- [AIM]: In the items below, copy word for word the lines from the one containing "white bus front" up to and including the one containing "[[0, 78, 215, 809], [342, 110, 955, 756]]".

- [EXERCISE INPUT]:

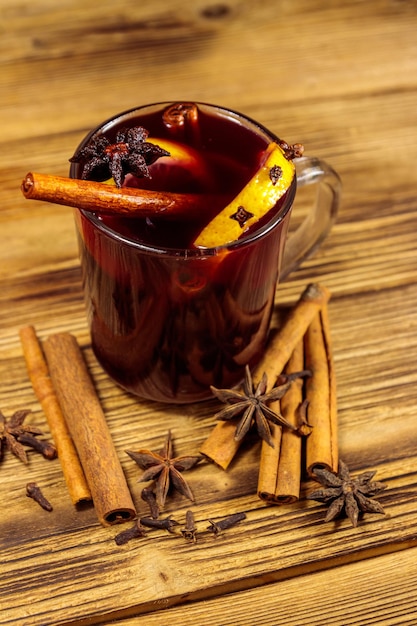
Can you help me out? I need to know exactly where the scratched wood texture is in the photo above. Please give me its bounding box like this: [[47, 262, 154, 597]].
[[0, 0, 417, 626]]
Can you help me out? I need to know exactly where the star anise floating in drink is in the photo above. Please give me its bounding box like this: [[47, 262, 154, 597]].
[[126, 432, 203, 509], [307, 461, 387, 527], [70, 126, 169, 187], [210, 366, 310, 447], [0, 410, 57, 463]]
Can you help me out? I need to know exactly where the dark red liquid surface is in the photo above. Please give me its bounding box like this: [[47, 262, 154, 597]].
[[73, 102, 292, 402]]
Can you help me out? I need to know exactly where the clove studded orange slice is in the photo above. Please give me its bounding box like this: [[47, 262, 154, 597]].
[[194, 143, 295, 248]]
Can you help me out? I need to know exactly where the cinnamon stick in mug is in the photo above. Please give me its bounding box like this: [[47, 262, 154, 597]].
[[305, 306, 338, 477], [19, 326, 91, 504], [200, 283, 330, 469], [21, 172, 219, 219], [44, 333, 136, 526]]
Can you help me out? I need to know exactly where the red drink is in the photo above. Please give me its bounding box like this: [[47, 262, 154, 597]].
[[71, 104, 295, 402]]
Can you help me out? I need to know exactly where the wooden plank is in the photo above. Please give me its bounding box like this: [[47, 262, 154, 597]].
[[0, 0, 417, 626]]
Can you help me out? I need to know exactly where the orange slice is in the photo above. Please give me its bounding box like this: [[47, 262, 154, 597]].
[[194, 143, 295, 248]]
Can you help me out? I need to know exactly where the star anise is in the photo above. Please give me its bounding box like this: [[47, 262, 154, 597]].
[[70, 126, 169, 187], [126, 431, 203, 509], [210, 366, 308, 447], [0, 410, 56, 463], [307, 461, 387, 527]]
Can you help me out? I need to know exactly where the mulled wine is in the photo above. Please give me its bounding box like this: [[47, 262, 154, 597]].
==
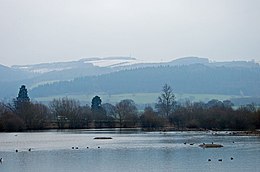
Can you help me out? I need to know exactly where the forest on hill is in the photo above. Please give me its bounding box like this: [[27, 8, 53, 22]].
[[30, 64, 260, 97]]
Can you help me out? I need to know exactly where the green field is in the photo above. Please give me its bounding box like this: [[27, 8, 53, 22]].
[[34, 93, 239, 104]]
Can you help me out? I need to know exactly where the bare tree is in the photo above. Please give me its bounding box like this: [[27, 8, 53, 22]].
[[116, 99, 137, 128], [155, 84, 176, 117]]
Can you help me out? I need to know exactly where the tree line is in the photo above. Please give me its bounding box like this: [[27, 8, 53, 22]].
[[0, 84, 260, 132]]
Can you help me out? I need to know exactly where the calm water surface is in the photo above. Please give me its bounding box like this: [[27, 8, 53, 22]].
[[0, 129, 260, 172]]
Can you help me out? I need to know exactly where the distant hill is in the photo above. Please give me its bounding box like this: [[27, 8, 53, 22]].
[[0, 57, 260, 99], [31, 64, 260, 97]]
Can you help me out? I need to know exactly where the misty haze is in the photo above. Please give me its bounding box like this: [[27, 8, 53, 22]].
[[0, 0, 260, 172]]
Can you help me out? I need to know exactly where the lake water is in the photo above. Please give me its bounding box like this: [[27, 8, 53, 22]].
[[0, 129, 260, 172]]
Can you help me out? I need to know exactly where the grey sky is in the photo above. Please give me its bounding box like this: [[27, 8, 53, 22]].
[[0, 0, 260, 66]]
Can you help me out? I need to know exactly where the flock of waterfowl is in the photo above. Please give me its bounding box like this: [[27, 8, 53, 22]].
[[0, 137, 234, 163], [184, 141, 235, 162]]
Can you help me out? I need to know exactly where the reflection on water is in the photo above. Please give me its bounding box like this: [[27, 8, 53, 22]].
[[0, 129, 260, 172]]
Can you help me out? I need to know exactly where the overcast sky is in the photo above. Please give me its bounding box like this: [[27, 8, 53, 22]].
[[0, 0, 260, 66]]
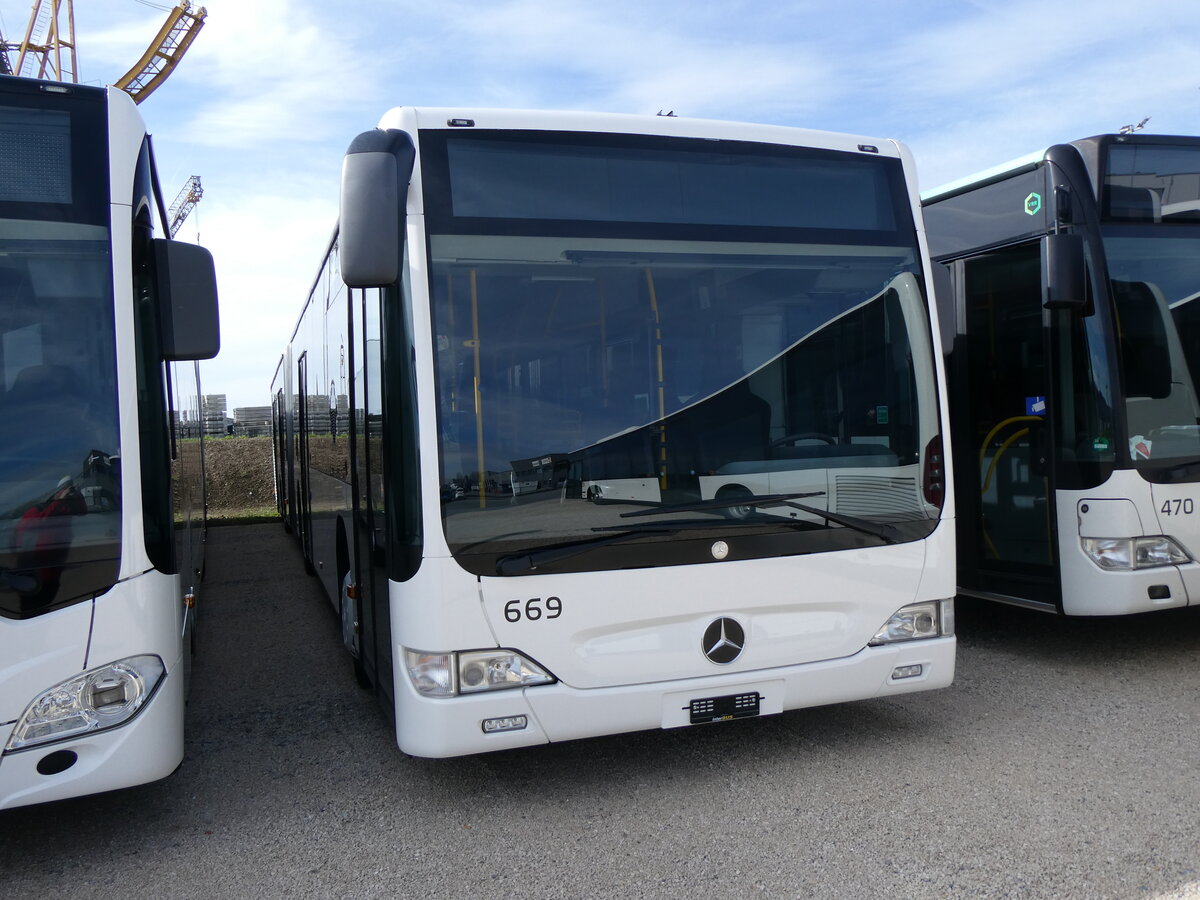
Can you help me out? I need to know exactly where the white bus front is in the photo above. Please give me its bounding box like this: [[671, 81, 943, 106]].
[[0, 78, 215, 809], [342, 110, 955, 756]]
* * *
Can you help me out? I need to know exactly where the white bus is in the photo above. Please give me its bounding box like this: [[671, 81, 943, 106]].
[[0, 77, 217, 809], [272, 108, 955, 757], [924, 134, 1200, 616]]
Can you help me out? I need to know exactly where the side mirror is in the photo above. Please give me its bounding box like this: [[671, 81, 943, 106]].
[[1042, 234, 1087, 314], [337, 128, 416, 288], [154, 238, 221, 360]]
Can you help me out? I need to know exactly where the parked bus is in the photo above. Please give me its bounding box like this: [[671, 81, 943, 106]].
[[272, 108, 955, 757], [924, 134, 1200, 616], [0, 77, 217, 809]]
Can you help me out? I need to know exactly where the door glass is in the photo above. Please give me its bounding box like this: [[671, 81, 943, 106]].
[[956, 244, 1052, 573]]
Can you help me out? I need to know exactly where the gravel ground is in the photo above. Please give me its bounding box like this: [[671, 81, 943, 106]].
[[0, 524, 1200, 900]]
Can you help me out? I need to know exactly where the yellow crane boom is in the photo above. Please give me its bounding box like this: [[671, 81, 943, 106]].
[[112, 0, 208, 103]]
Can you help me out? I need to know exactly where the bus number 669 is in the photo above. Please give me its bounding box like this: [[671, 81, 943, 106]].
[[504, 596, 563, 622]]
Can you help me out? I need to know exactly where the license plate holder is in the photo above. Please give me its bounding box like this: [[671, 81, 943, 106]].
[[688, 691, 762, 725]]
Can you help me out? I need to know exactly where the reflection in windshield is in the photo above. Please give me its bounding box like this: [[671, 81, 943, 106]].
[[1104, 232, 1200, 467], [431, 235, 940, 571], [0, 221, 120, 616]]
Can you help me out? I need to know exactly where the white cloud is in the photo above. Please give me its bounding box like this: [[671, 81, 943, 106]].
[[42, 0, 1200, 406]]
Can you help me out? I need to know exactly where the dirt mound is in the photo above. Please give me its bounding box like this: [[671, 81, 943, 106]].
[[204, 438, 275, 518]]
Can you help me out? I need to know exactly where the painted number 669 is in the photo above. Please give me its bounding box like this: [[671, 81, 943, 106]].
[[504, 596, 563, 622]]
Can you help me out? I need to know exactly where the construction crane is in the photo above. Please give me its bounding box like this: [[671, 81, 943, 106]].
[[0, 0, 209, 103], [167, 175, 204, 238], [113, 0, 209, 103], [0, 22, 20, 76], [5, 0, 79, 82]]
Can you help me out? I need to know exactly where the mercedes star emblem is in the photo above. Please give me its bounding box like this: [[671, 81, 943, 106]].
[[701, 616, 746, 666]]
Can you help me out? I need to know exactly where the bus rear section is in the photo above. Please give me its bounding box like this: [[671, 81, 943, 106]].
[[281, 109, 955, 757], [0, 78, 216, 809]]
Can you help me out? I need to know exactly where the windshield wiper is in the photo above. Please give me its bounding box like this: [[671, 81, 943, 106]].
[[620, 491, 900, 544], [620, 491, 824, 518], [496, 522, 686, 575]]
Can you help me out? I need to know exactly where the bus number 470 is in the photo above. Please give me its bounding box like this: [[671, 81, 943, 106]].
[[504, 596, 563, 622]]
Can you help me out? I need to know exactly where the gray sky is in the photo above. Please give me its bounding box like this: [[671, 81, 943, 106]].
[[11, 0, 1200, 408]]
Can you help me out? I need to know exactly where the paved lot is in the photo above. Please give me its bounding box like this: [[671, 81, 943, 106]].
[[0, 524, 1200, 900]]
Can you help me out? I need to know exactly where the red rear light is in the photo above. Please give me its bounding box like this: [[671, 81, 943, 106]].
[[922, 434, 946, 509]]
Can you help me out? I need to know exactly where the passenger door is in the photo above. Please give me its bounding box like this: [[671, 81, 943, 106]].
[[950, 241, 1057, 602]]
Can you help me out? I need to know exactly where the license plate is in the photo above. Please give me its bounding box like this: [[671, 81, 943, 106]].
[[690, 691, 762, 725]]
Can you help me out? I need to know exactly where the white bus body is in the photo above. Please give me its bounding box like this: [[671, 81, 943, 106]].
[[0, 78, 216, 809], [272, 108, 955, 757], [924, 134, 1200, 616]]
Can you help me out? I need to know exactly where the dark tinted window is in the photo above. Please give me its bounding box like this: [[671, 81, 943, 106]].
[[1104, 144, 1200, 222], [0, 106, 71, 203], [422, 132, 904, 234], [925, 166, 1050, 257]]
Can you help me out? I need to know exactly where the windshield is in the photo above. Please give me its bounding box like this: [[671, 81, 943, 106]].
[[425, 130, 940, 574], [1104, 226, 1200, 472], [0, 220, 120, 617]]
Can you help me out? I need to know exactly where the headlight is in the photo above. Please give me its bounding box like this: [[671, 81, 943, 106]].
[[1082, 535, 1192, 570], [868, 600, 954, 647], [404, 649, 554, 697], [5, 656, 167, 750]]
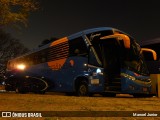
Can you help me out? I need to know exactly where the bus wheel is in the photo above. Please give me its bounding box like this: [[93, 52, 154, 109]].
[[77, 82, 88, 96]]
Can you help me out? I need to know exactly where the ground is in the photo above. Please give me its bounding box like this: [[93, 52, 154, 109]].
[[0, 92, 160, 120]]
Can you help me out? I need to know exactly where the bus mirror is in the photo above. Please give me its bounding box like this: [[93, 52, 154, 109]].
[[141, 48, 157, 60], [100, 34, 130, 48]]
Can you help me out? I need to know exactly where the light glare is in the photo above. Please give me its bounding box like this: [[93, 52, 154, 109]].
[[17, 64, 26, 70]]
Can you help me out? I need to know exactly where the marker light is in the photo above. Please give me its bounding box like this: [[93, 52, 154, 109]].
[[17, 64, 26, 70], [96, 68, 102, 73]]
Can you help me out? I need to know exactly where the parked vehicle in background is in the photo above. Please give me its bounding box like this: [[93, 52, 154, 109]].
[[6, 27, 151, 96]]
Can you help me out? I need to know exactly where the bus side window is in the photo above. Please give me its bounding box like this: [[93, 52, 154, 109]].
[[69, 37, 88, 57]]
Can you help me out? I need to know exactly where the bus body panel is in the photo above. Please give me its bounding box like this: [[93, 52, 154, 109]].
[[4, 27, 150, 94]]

- [TASK SOLUTION]:
Can you help me out? I need to know exactly where the white bus front is in the photo above. Please give me its bounding box like this: [[671, 81, 943, 106]].
[[0, 78, 215, 809], [342, 110, 955, 756]]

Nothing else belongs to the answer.